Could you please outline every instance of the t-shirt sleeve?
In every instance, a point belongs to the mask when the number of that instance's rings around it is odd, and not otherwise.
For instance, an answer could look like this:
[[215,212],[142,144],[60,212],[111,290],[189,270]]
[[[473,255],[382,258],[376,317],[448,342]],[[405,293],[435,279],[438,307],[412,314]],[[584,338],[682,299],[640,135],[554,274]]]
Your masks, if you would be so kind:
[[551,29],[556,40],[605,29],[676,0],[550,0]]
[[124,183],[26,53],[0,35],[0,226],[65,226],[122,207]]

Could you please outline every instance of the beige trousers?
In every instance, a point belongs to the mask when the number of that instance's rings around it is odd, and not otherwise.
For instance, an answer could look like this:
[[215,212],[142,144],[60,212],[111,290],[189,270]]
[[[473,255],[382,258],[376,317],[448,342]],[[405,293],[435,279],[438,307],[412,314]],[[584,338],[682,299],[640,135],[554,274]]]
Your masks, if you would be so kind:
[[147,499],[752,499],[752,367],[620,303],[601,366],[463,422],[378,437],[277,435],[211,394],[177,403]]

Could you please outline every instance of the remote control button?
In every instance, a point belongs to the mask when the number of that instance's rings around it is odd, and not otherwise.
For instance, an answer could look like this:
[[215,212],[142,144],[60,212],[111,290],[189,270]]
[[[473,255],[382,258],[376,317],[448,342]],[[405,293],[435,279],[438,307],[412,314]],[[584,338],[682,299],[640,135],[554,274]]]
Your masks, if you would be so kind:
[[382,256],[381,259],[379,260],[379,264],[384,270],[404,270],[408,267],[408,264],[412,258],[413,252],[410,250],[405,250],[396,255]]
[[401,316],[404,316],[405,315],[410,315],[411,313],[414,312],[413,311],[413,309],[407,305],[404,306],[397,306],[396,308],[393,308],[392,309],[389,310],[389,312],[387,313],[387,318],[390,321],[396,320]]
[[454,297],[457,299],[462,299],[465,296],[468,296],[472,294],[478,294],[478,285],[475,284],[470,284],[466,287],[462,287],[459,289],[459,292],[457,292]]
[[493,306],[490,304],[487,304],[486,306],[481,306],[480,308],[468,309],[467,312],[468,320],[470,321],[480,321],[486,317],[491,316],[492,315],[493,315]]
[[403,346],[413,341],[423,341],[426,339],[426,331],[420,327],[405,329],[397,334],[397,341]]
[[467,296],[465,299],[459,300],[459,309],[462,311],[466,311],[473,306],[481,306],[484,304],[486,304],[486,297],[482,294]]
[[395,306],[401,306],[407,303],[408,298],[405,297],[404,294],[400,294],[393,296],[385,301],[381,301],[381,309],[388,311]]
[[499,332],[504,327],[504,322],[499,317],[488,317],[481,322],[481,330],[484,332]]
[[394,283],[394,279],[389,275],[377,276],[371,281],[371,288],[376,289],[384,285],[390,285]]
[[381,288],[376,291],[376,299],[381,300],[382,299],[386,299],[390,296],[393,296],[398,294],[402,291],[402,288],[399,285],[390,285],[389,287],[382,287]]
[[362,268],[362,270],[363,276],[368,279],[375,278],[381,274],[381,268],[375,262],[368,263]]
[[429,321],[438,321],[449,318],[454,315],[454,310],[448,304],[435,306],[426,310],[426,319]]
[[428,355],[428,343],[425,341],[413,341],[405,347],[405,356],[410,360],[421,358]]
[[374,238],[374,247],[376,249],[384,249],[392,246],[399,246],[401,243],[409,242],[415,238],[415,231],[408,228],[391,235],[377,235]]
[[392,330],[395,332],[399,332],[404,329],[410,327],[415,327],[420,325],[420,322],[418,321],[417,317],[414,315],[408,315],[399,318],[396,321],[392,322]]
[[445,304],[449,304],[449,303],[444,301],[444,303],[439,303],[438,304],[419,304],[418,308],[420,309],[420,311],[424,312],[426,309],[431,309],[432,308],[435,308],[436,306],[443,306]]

— EXERCISE TASK —
Substitute "trace" for each occurrence of "outline" throughout the data above, and reproduce all of it with nothing else changed.

— TASK RESPONSE —
Could you please trace every instance of the t-shirt sleeve?
In every instance, a point belongs to the mask when the number of that instance's rings around it is odd, and not otherwise.
For instance, an answer could look like this:
[[215,212],[142,144],[60,212],[111,290],[189,270]]
[[[473,255],[382,258],[376,317],[448,342]],[[405,293],[435,279],[438,307],[412,314]],[[584,338],[682,299],[640,135],[554,274]]]
Your masks, if you would be so kind:
[[551,29],[556,40],[605,29],[676,0],[550,0]]
[[124,183],[26,53],[0,35],[0,226],[65,226],[122,207]]

Could you please trace every instance of the beige trousers?
In every instance, a point belongs to the mask when the number of that instance's rings around it is odd, and not otherwise.
For instance, an answer could look like this:
[[215,212],[142,144],[60,212],[111,290],[189,270]]
[[[473,255],[382,258],[376,317],[448,342]],[[405,293],[435,279],[438,307],[412,314]],[[584,338],[682,299],[640,135],[554,274]]]
Your masks, if you would be so kind:
[[147,499],[752,499],[752,367],[620,303],[601,366],[463,422],[378,437],[277,435],[211,394],[177,403]]

Could you please trace every instance of the remote control button?
In every instance, a point belongs to the mask when the number of that instance's rings around it is odd, and not otherwise.
For instance, an answer could look like this:
[[215,212],[142,144],[60,212],[111,290],[189,270]]
[[[473,255],[382,258],[376,317],[448,342]],[[405,293],[435,279],[438,307],[412,314]],[[584,338],[682,299],[640,135],[554,274]]]
Your masks, if you would be so kind:
[[382,256],[381,259],[379,260],[379,264],[384,270],[404,270],[408,267],[408,264],[412,258],[413,252],[410,250],[405,250],[396,255]]
[[401,316],[404,316],[405,315],[410,315],[411,313],[414,312],[413,311],[413,309],[407,305],[404,306],[397,306],[396,308],[393,308],[392,309],[389,310],[389,312],[387,313],[387,318],[390,321],[396,320]]
[[454,297],[457,299],[462,299],[465,296],[468,296],[472,294],[478,294],[478,285],[475,284],[470,284],[466,287],[462,287],[459,289],[459,292],[457,292]]
[[493,306],[490,304],[487,304],[486,306],[481,306],[480,308],[468,309],[467,312],[468,320],[470,321],[480,321],[486,317],[491,316],[492,315],[493,315]]
[[403,346],[413,341],[423,341],[426,339],[426,331],[420,327],[405,329],[397,334],[397,341]]
[[467,296],[465,299],[459,300],[459,309],[462,311],[466,311],[473,306],[481,306],[484,304],[486,304],[486,297],[482,294]]
[[395,306],[401,306],[407,303],[408,298],[405,297],[404,294],[400,294],[393,296],[385,301],[381,301],[381,309],[388,311]]
[[499,332],[504,327],[504,322],[499,317],[488,317],[481,322],[481,330],[484,332]]
[[394,283],[394,279],[389,275],[377,276],[371,281],[371,288],[376,289],[384,285],[390,285]]
[[381,288],[376,291],[376,299],[381,300],[382,299],[386,299],[390,296],[393,296],[398,294],[402,291],[402,288],[399,285],[390,285],[389,287],[382,287]]
[[362,268],[362,270],[363,276],[368,279],[375,278],[381,274],[381,268],[375,262],[368,263]]
[[429,321],[438,321],[449,318],[454,315],[454,310],[448,304],[435,306],[426,310],[426,319]]
[[428,355],[428,343],[425,341],[413,341],[405,347],[405,356],[410,360],[421,358]]
[[374,238],[374,247],[376,249],[384,249],[392,246],[399,246],[401,243],[409,242],[415,238],[415,231],[408,228],[391,235],[377,235]]
[[392,330],[395,332],[399,332],[404,329],[410,327],[415,327],[420,325],[420,322],[418,321],[417,317],[414,315],[408,315],[399,318],[396,321],[392,322]]
[[445,304],[449,304],[449,303],[444,301],[444,303],[439,303],[438,304],[419,304],[418,308],[420,309],[420,311],[424,312],[426,309],[431,309],[432,308],[435,308],[436,306],[443,306]]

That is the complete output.